Dominance analysis suggests local historical abundance was the most important predictor explaining species extinctions on BCI (average increase in R2M = 0.17, SE = 0.18) followed by southern limit (average increase in R2M = 0.077, SE = 0.08), diet (average increase in R2M = 0.063, SE = 0.08), and foraging height (average increase in R2M = 0.021, SE = 0.027). Hierarchical variance partitioning indicated local historical abundance independently contributed 51.0% of total model fit, followed by southern range limit (23.5%), then diet (19.2%) and foraging height (6.3%).

Forest species are more restricted to northerly (wetter) portions of the precipitation gradient than edge and open associated birds combined (9.7 ± 10.1 km mean southern range limit vs 2.7 ± 7.1 km, respectively). Wet-forest species occur infrequently, if at all, in drier southern forests, and so exhibited a higher southern limit than transisthmian forest species (23.8 ± 7.1 km mean vs. 6.2 ± 7.4 km). Thus, wet-forest species on average span only the northernmost 63% of the 65 km-wide isthmus compared to transisthmian species, which span an average 91% of the isthmus. Differences in average southern limit between missing and remaining species are summarized in Supplementary Table S5. Species now missing from BCI have an average southern limit 8.1 km (12.5% of the isthmus) more northerly than remaining species.

- - -

Given task 1: Echo the passage on bird extinctions word for word, starting at "Dominance analysis suggests" and ending at "foraging height (6.3%).".
The text above and the rows that follow are unrelated material.

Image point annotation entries

- - -

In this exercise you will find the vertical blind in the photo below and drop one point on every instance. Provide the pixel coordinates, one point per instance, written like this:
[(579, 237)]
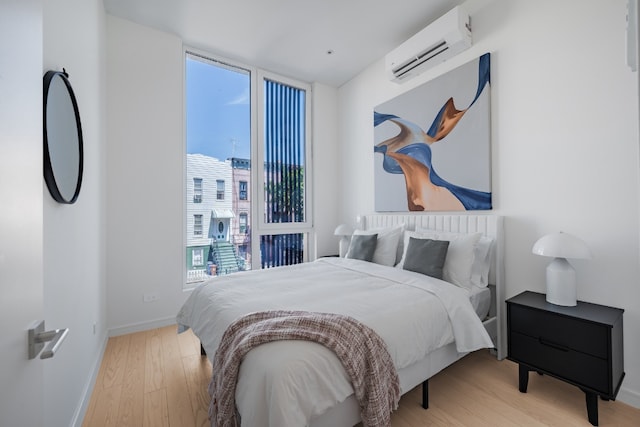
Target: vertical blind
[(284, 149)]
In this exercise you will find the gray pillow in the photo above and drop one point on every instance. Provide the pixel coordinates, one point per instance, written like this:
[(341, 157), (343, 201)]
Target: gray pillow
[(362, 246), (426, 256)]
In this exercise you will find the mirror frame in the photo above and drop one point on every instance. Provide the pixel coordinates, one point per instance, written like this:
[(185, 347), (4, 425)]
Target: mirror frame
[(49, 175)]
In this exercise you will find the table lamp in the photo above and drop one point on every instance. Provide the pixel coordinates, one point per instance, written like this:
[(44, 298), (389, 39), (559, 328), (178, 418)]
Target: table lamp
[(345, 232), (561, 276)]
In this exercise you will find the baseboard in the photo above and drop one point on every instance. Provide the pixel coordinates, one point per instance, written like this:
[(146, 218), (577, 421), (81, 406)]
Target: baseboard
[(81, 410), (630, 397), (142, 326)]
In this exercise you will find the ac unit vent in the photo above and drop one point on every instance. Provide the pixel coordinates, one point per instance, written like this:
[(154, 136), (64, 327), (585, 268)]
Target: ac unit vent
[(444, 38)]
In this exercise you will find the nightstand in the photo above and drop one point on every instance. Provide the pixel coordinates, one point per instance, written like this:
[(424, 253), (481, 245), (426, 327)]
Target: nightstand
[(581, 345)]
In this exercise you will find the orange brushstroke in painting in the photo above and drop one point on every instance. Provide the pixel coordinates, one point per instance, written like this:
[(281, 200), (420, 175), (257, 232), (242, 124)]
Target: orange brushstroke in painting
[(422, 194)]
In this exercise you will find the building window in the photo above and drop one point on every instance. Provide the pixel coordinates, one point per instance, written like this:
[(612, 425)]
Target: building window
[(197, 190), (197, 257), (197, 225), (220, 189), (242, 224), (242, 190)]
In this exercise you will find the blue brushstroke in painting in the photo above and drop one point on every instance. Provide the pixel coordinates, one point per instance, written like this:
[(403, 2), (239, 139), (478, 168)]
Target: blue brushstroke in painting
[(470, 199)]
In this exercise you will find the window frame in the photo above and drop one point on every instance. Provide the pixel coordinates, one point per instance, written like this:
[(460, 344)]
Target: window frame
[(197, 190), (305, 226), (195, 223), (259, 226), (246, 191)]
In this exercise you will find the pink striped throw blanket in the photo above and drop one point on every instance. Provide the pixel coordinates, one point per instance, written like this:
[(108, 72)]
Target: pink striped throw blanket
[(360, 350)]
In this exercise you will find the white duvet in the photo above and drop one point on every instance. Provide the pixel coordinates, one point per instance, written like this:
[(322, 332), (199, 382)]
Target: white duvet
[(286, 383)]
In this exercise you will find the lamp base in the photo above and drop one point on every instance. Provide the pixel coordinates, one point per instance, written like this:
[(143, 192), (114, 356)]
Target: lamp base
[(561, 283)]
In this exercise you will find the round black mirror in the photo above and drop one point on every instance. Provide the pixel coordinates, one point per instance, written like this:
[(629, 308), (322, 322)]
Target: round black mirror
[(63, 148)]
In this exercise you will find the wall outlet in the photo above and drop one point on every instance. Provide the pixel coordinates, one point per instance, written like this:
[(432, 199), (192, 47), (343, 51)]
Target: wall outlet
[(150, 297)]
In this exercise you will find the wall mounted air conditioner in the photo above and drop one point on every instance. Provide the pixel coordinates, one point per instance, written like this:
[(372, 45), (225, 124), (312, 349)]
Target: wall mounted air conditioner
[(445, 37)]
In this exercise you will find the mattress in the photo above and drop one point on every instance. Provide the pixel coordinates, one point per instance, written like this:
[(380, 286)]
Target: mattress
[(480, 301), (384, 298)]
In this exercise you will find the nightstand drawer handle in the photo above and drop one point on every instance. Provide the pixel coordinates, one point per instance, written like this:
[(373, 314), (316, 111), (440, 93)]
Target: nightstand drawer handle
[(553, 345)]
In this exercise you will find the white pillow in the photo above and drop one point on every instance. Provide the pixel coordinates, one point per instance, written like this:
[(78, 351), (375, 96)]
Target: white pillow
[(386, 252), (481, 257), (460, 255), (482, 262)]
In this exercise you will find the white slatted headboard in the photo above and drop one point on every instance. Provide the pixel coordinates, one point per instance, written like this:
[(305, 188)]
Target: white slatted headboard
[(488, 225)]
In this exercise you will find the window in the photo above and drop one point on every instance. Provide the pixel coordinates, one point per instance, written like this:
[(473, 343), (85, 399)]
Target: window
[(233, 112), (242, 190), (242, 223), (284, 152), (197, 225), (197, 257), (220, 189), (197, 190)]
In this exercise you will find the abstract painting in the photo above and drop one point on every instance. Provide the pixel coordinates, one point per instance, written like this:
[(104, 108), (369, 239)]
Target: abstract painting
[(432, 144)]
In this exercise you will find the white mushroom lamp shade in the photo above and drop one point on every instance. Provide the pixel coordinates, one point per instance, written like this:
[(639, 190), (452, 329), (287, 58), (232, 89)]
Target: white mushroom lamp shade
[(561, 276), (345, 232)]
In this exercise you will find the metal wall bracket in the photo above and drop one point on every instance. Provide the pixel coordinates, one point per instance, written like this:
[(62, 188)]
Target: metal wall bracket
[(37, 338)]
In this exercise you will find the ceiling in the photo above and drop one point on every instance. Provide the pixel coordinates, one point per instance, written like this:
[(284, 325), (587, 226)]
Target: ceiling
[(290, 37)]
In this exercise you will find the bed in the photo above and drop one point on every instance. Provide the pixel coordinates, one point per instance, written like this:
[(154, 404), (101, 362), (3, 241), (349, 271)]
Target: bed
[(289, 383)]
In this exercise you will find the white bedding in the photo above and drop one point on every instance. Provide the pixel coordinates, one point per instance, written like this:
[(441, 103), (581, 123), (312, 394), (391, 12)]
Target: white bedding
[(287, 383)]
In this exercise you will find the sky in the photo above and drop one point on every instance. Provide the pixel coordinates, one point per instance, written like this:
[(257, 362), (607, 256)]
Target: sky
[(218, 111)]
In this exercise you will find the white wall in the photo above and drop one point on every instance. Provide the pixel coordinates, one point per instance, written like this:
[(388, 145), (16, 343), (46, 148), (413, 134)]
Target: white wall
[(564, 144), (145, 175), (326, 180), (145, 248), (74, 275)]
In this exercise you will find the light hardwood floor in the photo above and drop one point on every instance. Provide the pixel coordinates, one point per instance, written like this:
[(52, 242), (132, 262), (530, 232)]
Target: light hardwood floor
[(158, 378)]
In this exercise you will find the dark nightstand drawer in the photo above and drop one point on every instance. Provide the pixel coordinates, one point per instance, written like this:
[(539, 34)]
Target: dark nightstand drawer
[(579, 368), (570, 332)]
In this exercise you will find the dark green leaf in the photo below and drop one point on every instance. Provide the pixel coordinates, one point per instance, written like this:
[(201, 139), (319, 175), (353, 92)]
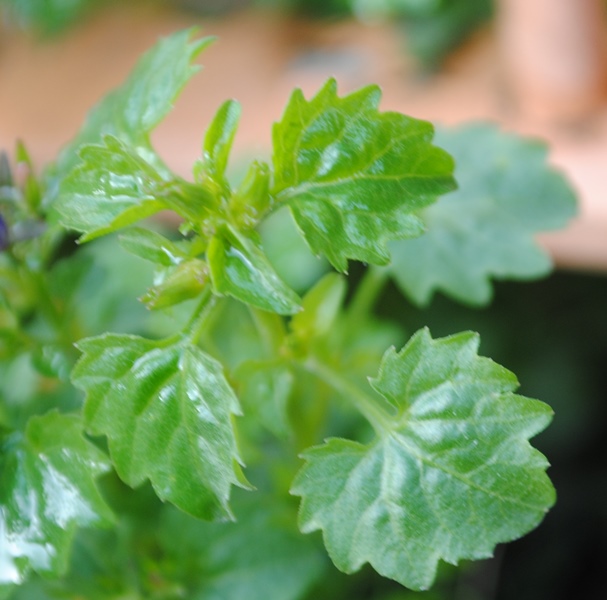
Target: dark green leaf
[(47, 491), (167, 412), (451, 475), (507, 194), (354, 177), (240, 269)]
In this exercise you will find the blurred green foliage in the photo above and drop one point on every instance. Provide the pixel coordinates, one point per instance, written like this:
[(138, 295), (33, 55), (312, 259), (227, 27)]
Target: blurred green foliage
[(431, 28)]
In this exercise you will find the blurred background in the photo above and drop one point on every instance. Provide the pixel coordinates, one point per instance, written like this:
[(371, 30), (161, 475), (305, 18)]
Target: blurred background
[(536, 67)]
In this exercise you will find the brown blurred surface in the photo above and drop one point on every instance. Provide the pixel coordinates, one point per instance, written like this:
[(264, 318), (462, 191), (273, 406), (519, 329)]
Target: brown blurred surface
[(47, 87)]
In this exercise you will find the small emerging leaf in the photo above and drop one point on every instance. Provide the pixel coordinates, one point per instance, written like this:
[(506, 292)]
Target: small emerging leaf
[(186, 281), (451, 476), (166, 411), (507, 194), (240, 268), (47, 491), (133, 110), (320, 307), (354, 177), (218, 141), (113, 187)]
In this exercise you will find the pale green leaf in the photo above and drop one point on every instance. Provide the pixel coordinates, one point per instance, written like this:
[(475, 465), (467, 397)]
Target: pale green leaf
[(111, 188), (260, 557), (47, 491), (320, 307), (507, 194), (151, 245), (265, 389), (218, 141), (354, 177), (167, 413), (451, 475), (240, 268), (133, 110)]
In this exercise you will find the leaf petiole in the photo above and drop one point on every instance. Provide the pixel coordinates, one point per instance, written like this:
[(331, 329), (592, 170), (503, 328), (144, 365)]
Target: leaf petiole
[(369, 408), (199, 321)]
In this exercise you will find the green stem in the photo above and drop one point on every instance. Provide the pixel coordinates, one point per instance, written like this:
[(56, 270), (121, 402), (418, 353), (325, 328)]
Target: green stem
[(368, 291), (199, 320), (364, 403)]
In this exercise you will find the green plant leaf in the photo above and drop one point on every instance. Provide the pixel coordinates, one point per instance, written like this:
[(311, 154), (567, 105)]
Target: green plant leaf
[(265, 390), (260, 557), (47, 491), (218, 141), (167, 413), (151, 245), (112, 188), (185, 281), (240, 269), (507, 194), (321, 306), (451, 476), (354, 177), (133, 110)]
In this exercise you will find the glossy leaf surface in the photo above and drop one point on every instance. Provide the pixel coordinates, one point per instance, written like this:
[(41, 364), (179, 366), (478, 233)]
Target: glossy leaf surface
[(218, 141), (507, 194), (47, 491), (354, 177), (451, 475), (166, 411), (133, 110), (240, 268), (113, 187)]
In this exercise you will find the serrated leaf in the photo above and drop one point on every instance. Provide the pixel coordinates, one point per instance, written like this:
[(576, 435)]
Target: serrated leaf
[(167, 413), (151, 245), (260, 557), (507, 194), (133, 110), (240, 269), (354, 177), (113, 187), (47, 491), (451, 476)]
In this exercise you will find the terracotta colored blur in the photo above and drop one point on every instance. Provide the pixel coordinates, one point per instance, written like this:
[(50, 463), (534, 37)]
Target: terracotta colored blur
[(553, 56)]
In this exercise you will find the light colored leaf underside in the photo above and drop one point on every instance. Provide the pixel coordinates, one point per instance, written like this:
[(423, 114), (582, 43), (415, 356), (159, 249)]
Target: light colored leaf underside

- - -

Given task 2: Swap "light hardwood floor" for "pale oak floor" in the rows, starting at the line that contains "In this exercise you will find the light hardwood" and ending at the line that contains "[(431, 28)]", and leave everything else unchanged. Give back only those lines, without the pictures.

Output 1:
Dominance analysis suggests local historical abundance was the most important predictor explaining species extinctions on BCI (average increase in R2M = 0.17, SE = 0.18) followed by southern limit (average increase in R2M = 0.077, SE = 0.08), diet (average increase in R2M = 0.063, SE = 0.08), and foraging height (average increase in R2M = 0.021, SE = 0.027). Hierarchical variance partitioning indicated local historical abundance independently contributed 51.0% of total model fit, followed by southern range limit (23.5%), then diet (19.2%) and foraging height (6.3%).

Output 2:
In this exercise you will find the pale oak floor in the photo above and drop one point on every instance. Provide the pixel coordinates, one point per instance, written like this:
[(52, 242), (132, 262), (530, 232)]
Target: pale oak floor
[(158, 378)]
In this exercise you will find the dark nightstand drawer in the photo above and drop one point on every instance. Provide the pixel coordinates, one point per instance, written like this:
[(539, 34)]
Target: dark nightstand drawer
[(579, 368), (570, 332)]
In this exercise you will find the dark green leaf in the photo below and drop one point on every instance. Provide the pixel coordinates, one point per instance, written like this:
[(201, 139), (319, 175), (353, 92)]
Target: dark green leaf
[(47, 491), (167, 412), (451, 475), (507, 194), (354, 177), (240, 269)]
In this exercise you will find the blurred green foliage in the photo above and drop one point on every instance. Provide the pixel coordinates, one point per instance, written like this:
[(138, 295), (33, 55), (312, 259), (227, 27)]
Target: blurred green foliage
[(431, 28)]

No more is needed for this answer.